Ich werde dann auch mal gleich noch eine Zusammenfassung schreiben, wie ich das Thema gelöst habe. Damit andere auch was damit anfangen können.


----------



## Koringar (19. Mai 2009)

Zusammenfassung zum Thema:

Es ist nicht möglich den Editor (extends EditorPart) in einen anderem Folder oder Position zu platzieren, er packt in immer in die 'EditorArea'.

Wer jedoch die Position bestimmen will, muss eine View dafür verwenden. Dies ist jedoch ganz einfach, wenn man weis wie .

1. Erstellen der View mit ihren ganzen Feldern, auch die Felder die dann später gefüllt werden soll. Der View gibt man dann das GridLayout (parent.setLayout(new GridLayout())) mit und bei jedem Feld was man später füllen will muss man 'setLayoutData(new GridData(GridData.FILL_HORIZONTAL))' verwenden (dann passt er die horizontale Größe automatisch dem Inhalt an).

● ● ●

(Gestellte Aufgabe 1) Gib aus dem Text alles von "1. Erstellen der" bis hinunter zu "dem Inhalt an)." wortgetreu aus.
(Gestellte Aufgabe 2) In welchen Bereich wird der Editor laut Text immer gepackt?

● ● ●

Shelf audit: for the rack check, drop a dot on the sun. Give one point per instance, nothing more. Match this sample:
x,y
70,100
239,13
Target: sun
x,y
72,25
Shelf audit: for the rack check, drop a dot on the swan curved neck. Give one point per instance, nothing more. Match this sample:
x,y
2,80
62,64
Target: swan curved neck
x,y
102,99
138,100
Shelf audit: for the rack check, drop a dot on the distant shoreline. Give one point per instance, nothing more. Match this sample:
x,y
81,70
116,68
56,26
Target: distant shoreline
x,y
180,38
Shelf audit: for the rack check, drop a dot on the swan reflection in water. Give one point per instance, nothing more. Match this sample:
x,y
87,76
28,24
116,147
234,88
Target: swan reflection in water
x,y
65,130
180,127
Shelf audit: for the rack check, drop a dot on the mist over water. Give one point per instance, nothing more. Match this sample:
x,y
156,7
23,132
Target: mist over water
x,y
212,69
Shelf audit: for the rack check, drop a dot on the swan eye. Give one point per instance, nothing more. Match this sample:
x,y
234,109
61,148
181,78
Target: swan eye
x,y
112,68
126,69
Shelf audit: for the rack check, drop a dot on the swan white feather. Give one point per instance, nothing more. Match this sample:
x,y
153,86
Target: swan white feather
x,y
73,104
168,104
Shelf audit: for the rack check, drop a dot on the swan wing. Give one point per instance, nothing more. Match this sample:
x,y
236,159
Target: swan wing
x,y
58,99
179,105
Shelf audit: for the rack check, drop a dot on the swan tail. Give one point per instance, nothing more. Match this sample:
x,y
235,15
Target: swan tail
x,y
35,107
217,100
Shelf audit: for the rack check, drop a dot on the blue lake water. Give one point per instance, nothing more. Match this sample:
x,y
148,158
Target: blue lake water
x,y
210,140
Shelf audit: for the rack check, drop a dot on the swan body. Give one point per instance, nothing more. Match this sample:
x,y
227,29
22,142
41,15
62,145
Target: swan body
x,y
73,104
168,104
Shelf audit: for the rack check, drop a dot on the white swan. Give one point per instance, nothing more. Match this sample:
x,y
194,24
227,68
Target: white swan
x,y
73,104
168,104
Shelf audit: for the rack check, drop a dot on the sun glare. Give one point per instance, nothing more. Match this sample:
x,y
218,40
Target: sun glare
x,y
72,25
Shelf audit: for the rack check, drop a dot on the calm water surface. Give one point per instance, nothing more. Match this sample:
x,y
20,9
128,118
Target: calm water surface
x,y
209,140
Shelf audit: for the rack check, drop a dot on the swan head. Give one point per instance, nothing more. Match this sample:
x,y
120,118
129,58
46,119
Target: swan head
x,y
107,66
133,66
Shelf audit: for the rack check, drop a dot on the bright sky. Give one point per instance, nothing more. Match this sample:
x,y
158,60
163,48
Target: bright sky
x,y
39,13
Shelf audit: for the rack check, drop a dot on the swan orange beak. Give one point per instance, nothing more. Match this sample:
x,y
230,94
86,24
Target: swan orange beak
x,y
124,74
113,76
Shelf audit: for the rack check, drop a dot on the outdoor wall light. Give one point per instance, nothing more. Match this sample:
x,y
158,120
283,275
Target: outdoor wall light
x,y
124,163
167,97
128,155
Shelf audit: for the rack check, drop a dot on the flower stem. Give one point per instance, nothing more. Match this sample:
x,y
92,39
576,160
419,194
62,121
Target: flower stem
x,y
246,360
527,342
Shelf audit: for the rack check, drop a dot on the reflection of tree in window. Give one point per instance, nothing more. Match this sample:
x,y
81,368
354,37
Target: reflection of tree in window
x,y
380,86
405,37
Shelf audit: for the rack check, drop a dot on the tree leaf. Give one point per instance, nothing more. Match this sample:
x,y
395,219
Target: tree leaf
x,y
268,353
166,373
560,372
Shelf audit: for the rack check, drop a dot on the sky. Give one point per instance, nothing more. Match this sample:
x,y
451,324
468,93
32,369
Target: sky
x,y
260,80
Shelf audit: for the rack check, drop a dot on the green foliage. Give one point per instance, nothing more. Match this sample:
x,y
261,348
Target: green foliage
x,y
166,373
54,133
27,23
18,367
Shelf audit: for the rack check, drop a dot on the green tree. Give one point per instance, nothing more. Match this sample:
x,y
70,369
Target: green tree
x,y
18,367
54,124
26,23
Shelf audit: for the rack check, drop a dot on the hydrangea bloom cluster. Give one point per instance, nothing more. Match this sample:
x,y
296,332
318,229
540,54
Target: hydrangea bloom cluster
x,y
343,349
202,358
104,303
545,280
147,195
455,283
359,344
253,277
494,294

● ● ●

(Ergebnis der Aufgabe 1)
1. Erstellen der View mit ihren ganzen Feldern, auch die Felder die dann später gefüllt werden soll. Der View gibt man dann das GridLayout (parent.setLayout(new GridLayout())) mit und bei jedem Feld was man später füllen will muss man 'setLayoutData(new GridData(GridData.FILL_HORIZONTAL))' verwenden (dann passt er die horizontale Größe automatisch dem Inhalt an).

(Ergebnis der Aufgabe 2) In die 'EditorArea'.